_The task_.
Extract, verbatim, all lines starting at the one containing "the seagull beak" and ending with the final line of the listing, and no others.

━━━━━ The data

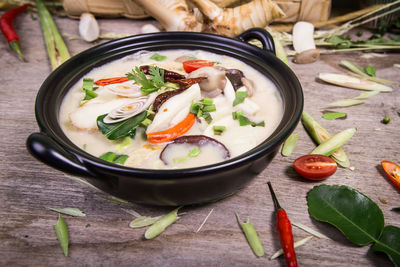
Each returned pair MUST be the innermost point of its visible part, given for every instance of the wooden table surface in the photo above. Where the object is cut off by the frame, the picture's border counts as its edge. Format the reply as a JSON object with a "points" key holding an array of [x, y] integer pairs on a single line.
{"points": [[28, 187]]}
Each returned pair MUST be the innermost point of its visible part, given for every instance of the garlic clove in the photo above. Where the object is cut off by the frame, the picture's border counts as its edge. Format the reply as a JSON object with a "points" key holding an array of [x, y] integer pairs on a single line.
{"points": [[88, 27]]}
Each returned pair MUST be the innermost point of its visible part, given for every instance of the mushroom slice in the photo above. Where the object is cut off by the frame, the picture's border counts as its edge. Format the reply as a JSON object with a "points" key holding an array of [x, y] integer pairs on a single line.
{"points": [[127, 89], [200, 148], [215, 78], [130, 109]]}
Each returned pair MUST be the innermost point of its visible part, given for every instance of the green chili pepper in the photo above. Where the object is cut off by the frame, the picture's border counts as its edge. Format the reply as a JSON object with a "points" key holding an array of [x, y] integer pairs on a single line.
{"points": [[160, 225], [252, 237]]}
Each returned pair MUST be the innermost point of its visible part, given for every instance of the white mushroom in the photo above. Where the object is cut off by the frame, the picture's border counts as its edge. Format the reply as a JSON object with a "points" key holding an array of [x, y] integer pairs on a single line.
{"points": [[88, 27], [126, 111], [127, 89]]}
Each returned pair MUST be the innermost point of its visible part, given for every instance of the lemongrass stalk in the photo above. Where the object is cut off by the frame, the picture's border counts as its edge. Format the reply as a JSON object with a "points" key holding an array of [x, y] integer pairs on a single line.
{"points": [[334, 143], [319, 135], [353, 82], [343, 103], [366, 95], [56, 48]]}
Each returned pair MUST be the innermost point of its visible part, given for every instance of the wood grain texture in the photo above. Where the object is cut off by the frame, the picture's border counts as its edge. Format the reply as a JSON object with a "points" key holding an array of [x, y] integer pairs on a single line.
{"points": [[28, 187]]}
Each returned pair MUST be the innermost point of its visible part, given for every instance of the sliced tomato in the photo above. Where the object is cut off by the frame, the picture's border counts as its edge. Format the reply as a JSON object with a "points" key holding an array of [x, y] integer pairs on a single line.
{"points": [[192, 65], [392, 171], [315, 167]]}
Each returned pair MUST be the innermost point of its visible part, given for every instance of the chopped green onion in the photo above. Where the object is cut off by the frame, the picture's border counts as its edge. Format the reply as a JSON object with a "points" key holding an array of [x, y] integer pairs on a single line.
{"points": [[344, 103], [207, 101], [210, 108], [158, 57], [334, 115], [334, 143], [243, 120], [161, 224], [109, 156], [180, 160], [56, 48], [69, 211], [218, 130], [62, 234], [289, 145], [194, 152], [120, 159], [240, 96], [252, 237]]}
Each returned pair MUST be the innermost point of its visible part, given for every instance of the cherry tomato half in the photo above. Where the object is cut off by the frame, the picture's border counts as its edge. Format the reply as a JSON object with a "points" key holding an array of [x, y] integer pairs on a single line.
{"points": [[315, 167], [392, 171], [192, 65]]}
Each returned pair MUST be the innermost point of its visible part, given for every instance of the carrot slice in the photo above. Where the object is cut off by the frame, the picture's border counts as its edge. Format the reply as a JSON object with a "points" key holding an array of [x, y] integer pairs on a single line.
{"points": [[103, 82], [173, 132]]}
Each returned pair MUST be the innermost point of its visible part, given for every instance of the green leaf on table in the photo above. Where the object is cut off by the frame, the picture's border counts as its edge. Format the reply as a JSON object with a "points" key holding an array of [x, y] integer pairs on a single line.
{"points": [[69, 211], [143, 221], [354, 214], [62, 234], [120, 129], [334, 115], [389, 243]]}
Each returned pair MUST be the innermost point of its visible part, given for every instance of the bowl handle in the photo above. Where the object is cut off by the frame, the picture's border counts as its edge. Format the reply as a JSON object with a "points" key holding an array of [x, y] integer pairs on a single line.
{"points": [[261, 35], [48, 151]]}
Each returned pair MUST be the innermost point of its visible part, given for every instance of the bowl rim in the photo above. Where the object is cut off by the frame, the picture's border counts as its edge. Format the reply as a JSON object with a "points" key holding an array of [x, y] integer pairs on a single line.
{"points": [[88, 160]]}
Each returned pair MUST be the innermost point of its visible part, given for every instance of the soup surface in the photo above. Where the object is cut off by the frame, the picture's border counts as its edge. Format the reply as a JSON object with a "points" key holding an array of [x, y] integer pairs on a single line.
{"points": [[171, 109]]}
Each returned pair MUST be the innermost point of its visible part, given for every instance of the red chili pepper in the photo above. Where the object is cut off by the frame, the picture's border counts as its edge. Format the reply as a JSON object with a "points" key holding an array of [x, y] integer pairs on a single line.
{"points": [[104, 82], [7, 29], [284, 228]]}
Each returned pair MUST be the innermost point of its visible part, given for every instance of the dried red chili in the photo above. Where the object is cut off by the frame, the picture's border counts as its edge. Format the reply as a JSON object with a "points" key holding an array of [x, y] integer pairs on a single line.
{"points": [[7, 29], [284, 228]]}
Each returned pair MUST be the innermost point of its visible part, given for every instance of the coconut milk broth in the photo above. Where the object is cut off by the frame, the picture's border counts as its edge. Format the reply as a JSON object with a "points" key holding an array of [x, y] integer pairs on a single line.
{"points": [[237, 139]]}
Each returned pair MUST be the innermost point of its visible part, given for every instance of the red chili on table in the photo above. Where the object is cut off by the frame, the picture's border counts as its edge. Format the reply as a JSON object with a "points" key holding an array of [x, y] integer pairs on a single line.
{"points": [[7, 29], [284, 228]]}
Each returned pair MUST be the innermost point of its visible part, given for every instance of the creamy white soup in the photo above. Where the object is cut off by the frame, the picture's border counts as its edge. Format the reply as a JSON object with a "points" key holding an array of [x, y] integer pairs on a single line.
{"points": [[171, 109]]}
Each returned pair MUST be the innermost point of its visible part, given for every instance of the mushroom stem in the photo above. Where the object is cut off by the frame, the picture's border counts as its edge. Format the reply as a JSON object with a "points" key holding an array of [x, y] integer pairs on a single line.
{"points": [[233, 21], [173, 15]]}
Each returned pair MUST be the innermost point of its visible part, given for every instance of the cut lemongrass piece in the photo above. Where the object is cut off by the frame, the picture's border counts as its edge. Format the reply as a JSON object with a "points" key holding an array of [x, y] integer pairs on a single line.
{"points": [[334, 143], [366, 95], [344, 103], [296, 244], [319, 135], [289, 145], [201, 225], [309, 230], [353, 82]]}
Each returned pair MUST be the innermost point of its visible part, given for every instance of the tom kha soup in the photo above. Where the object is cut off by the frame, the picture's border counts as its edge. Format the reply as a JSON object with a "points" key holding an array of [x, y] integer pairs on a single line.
{"points": [[171, 109]]}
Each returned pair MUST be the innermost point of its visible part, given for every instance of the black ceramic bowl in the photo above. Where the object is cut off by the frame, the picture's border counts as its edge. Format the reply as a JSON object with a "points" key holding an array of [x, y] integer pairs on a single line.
{"points": [[164, 187]]}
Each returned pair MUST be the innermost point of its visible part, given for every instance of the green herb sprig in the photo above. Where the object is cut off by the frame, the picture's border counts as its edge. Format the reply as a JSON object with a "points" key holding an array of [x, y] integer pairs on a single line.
{"points": [[148, 85]]}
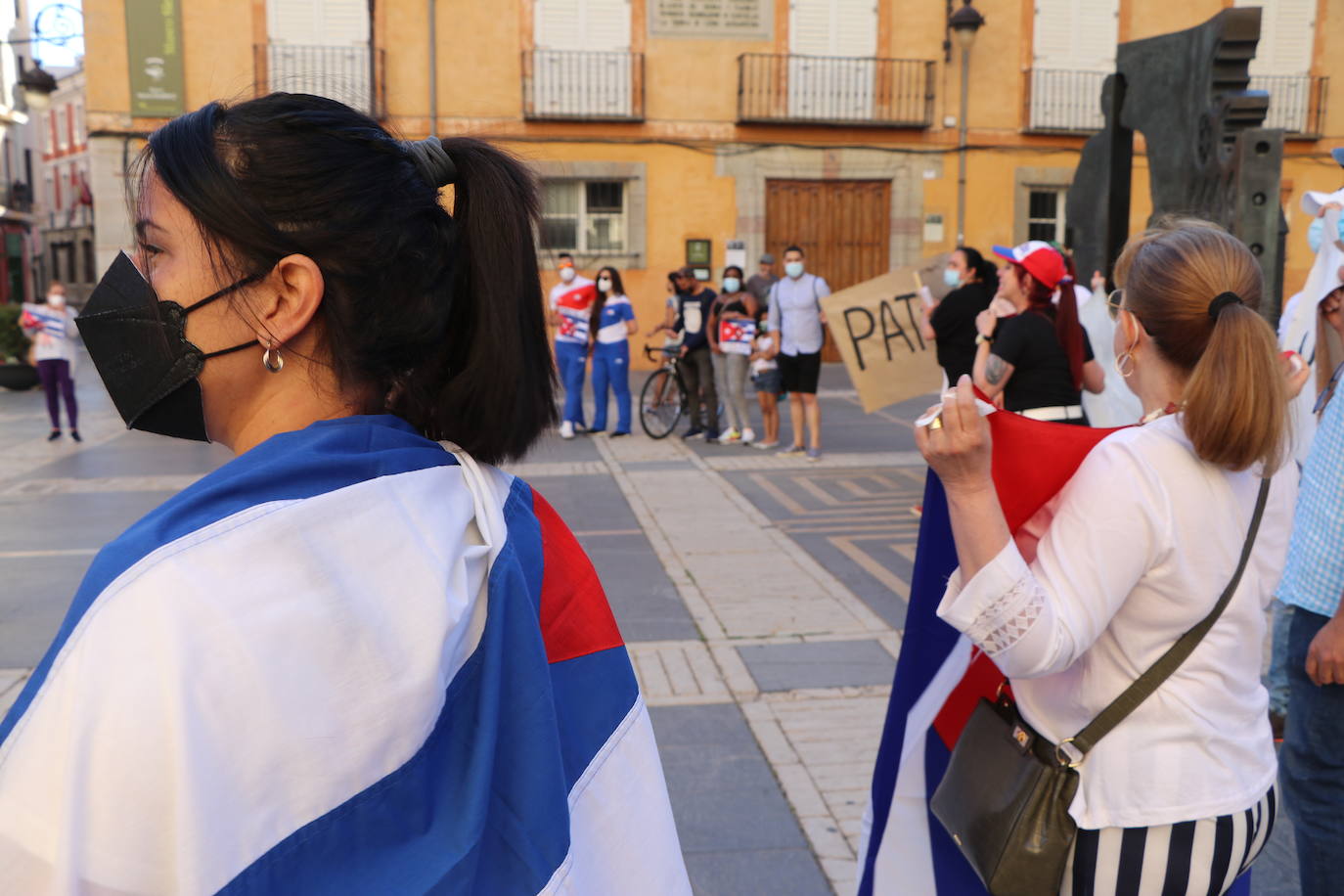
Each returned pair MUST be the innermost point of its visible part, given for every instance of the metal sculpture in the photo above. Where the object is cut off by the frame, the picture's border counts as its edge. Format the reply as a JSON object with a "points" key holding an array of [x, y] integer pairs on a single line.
{"points": [[1187, 93]]}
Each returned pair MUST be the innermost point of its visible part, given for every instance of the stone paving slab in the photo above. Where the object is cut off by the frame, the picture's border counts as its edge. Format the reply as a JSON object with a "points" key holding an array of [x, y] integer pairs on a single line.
{"points": [[819, 664]]}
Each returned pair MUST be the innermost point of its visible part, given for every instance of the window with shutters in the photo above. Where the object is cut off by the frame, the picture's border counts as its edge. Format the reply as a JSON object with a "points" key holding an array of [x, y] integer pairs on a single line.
{"points": [[1073, 51], [832, 65], [582, 66], [1046, 214], [1282, 62], [585, 216], [322, 47]]}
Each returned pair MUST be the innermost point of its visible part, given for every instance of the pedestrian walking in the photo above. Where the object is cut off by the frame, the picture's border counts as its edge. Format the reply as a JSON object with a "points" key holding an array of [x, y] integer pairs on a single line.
{"points": [[611, 327], [356, 658], [796, 315], [765, 378], [732, 331], [53, 332], [1131, 557], [761, 281], [1314, 580], [952, 321], [1038, 359], [694, 304], [571, 304]]}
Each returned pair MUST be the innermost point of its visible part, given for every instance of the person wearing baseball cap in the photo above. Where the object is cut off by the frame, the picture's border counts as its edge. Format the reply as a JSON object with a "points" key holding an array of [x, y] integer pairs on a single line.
{"points": [[1038, 359]]}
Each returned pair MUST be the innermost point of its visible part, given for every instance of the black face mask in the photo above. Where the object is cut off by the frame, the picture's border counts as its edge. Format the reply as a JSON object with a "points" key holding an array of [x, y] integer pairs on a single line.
{"points": [[140, 347]]}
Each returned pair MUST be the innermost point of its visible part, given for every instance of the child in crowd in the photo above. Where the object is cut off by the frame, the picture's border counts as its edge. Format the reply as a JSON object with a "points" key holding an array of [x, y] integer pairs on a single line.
{"points": [[765, 378]]}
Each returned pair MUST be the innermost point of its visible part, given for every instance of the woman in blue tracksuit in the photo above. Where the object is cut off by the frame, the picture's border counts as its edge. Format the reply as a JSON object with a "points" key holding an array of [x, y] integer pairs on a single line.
{"points": [[610, 327]]}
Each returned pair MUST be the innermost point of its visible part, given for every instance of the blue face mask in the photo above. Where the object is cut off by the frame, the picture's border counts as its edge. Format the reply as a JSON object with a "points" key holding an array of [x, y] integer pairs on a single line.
{"points": [[1318, 229]]}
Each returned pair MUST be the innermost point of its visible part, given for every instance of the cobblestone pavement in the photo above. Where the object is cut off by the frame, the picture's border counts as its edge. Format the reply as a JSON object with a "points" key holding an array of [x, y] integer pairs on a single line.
{"points": [[762, 600]]}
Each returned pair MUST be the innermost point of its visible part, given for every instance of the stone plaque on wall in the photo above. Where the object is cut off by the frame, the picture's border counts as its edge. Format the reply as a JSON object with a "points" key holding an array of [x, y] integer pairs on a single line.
{"points": [[739, 19]]}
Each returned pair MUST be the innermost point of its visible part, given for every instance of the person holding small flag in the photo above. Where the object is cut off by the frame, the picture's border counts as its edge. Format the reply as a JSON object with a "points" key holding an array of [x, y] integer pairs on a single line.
{"points": [[732, 331], [53, 332], [611, 327], [1082, 563], [571, 302]]}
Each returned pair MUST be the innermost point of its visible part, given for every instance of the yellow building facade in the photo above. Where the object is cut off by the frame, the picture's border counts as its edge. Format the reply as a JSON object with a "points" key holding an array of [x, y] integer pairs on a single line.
{"points": [[750, 124]]}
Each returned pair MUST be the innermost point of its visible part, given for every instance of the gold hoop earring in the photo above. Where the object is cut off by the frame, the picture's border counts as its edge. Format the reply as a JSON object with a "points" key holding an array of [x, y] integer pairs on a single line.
{"points": [[272, 363], [1124, 359]]}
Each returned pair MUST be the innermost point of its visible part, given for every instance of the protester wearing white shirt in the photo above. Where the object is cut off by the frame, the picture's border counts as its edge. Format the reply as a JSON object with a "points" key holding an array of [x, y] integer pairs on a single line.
{"points": [[1132, 554], [51, 328], [797, 317]]}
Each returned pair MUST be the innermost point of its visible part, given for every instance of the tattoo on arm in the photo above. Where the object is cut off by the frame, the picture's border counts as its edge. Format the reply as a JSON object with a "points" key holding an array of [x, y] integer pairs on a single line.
{"points": [[996, 370]]}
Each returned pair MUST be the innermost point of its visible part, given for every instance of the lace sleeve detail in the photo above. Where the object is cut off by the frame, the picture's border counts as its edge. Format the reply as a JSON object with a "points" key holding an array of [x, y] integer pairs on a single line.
{"points": [[1008, 617]]}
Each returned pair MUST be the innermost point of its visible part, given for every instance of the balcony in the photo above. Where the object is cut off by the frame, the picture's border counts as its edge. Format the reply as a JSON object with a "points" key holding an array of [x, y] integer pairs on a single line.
{"points": [[579, 85], [1296, 104], [1064, 101], [834, 90], [352, 74], [1069, 101]]}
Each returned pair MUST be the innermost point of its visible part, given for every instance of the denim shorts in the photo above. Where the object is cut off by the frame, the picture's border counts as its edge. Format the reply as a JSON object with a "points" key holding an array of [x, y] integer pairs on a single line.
{"points": [[768, 381]]}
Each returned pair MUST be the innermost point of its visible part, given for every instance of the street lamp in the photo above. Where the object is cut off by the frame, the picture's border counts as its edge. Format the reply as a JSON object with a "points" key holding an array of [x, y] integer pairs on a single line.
{"points": [[963, 24], [36, 85]]}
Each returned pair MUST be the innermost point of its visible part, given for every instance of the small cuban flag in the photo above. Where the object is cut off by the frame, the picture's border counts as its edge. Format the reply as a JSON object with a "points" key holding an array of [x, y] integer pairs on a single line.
{"points": [[736, 336]]}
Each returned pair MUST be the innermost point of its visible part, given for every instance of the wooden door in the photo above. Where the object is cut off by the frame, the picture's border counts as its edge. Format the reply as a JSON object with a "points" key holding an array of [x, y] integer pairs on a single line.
{"points": [[843, 226]]}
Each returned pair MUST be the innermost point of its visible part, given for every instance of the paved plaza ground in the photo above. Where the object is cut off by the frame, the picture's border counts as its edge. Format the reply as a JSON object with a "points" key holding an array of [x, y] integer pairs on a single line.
{"points": [[762, 600]]}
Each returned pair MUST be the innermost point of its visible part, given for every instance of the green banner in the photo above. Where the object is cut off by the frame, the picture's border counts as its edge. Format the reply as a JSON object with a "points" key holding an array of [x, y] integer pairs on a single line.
{"points": [[154, 43]]}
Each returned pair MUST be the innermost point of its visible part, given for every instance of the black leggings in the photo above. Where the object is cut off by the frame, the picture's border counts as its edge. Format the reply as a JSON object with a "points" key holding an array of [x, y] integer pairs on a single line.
{"points": [[56, 383]]}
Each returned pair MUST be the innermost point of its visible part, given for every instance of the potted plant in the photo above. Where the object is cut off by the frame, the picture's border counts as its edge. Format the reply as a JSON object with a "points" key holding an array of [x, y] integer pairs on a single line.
{"points": [[15, 371]]}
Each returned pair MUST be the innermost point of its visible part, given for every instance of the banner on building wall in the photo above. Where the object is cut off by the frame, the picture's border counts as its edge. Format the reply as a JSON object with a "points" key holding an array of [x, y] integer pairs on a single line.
{"points": [[875, 326], [154, 45], [737, 19]]}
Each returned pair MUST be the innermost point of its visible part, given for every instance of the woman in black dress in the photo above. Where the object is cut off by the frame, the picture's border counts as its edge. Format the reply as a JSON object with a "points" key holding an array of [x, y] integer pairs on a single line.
{"points": [[952, 323], [1038, 359]]}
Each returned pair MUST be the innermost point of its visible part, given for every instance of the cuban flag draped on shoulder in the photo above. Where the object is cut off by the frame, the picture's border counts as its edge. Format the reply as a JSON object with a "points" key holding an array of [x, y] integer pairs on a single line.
{"points": [[348, 661], [941, 676]]}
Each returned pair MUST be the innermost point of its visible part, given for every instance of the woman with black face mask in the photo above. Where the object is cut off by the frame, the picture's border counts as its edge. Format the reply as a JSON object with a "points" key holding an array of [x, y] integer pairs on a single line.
{"points": [[356, 658]]}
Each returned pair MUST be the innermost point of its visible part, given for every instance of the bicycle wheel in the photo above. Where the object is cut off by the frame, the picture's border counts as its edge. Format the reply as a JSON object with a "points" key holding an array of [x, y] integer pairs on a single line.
{"points": [[660, 405]]}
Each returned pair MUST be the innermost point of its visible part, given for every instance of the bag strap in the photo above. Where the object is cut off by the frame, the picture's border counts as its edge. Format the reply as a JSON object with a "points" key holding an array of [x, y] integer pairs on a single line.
{"points": [[1176, 654]]}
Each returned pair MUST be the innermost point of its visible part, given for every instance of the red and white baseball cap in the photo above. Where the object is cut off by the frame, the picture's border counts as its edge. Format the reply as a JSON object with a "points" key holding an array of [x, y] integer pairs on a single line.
{"points": [[1041, 259]]}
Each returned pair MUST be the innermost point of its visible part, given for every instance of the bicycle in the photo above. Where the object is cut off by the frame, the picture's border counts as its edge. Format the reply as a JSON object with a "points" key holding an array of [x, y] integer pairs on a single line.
{"points": [[661, 405], [663, 398]]}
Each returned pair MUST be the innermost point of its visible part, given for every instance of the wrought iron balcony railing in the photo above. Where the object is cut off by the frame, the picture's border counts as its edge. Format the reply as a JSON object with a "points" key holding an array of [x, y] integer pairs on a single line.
{"points": [[352, 74], [1069, 101], [834, 90], [582, 85], [1296, 103]]}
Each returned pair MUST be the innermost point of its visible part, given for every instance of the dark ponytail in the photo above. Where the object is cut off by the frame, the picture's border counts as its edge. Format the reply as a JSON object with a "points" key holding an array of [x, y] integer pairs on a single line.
{"points": [[434, 317], [491, 387]]}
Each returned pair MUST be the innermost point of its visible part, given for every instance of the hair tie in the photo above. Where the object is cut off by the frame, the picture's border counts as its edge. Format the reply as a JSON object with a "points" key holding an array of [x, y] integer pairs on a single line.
{"points": [[431, 160], [1222, 301]]}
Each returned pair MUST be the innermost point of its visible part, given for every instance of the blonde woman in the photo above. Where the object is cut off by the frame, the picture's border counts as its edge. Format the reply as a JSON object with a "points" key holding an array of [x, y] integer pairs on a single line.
{"points": [[1135, 551]]}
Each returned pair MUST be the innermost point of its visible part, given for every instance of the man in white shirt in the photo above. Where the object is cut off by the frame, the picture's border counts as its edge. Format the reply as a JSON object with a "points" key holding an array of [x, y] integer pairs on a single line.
{"points": [[571, 299], [797, 317]]}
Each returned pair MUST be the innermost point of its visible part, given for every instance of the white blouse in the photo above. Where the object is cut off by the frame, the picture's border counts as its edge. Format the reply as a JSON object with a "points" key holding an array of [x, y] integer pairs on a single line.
{"points": [[1132, 553]]}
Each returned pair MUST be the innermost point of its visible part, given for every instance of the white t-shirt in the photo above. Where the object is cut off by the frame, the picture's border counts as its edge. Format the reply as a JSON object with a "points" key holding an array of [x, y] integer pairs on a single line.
{"points": [[1135, 551], [761, 364]]}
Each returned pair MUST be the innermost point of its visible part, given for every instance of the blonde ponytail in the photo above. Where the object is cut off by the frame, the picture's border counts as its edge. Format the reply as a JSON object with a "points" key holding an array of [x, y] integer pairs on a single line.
{"points": [[1235, 398]]}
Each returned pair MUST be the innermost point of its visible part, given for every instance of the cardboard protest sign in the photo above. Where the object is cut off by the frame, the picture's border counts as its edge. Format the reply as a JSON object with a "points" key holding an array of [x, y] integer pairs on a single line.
{"points": [[876, 328]]}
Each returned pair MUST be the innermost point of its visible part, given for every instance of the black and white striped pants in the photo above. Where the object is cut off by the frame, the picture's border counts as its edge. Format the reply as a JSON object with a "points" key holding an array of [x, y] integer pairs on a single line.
{"points": [[1188, 859]]}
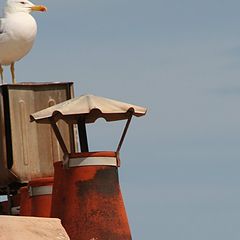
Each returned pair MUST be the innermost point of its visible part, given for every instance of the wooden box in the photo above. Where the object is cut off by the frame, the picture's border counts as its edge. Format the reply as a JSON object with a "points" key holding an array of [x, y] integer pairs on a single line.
{"points": [[28, 150]]}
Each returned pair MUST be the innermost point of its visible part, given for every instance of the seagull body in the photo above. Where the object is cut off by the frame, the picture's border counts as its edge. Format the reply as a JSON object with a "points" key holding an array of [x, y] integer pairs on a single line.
{"points": [[18, 30]]}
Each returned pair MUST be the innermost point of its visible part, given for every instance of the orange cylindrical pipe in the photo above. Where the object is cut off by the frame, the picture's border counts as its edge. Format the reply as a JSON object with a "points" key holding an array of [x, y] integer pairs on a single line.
{"points": [[88, 200]]}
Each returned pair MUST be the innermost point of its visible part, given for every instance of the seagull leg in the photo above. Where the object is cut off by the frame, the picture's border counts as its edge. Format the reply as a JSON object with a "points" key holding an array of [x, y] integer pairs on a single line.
{"points": [[1, 73], [13, 73]]}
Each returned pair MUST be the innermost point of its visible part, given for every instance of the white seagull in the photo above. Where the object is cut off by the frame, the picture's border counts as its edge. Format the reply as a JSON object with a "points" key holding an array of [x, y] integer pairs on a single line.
{"points": [[18, 30]]}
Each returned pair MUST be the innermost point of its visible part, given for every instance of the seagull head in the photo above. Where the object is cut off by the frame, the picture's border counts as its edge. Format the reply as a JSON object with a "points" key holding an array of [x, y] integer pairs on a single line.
{"points": [[25, 6]]}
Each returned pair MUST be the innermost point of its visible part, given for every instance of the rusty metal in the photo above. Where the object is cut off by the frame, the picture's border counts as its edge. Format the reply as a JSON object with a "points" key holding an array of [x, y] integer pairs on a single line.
{"points": [[89, 202]]}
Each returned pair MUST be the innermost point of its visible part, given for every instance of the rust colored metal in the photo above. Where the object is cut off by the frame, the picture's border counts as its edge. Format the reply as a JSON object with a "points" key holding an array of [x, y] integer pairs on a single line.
{"points": [[36, 198], [88, 200]]}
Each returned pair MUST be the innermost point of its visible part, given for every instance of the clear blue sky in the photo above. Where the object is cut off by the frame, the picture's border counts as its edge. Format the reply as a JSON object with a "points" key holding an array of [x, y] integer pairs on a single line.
{"points": [[181, 59]]}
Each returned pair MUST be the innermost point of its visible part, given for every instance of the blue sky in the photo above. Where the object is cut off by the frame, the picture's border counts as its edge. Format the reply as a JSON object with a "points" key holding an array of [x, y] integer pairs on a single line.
{"points": [[180, 164]]}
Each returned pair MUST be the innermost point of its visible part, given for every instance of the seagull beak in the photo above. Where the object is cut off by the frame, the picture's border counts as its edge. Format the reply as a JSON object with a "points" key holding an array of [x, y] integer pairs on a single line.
{"points": [[39, 8]]}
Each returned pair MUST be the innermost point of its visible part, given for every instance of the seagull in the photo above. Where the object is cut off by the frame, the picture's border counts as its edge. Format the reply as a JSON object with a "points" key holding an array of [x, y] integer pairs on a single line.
{"points": [[18, 30]]}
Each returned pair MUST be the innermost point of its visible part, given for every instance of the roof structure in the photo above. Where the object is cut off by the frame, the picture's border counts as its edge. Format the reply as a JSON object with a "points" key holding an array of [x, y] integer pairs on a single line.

━━━━━━━━━━

_Response for this exercise_.
Each returned pair MUST be the innermost point of its visible part, given for every instance of the seagull beak in the photo above. Where the object is cut off by the frame, the picture's border counts as its edge. Format the reply as a JSON object with a "points" key holding an array of [x, y] integer pairs on a single line.
{"points": [[39, 8]]}
Each returned pair MUST be the innermost point of its visible part, given for every instance of the seagull in the photo above. Where the object is cut off by the frame, the picture's border counts as its edge. Format the reply as a JSON object with a "points" key holding an array of [x, y] integer pairs on a single line.
{"points": [[18, 30]]}
Each returned pair MUST be the innermost point of its visible part, given for every instance of the roof structure in the photo above. Where the object is cut off by the frame, the picture's border counts as its edge. Format the reply as a JSON object with a "points" key holding an array of [x, y] integer pairs on a single line.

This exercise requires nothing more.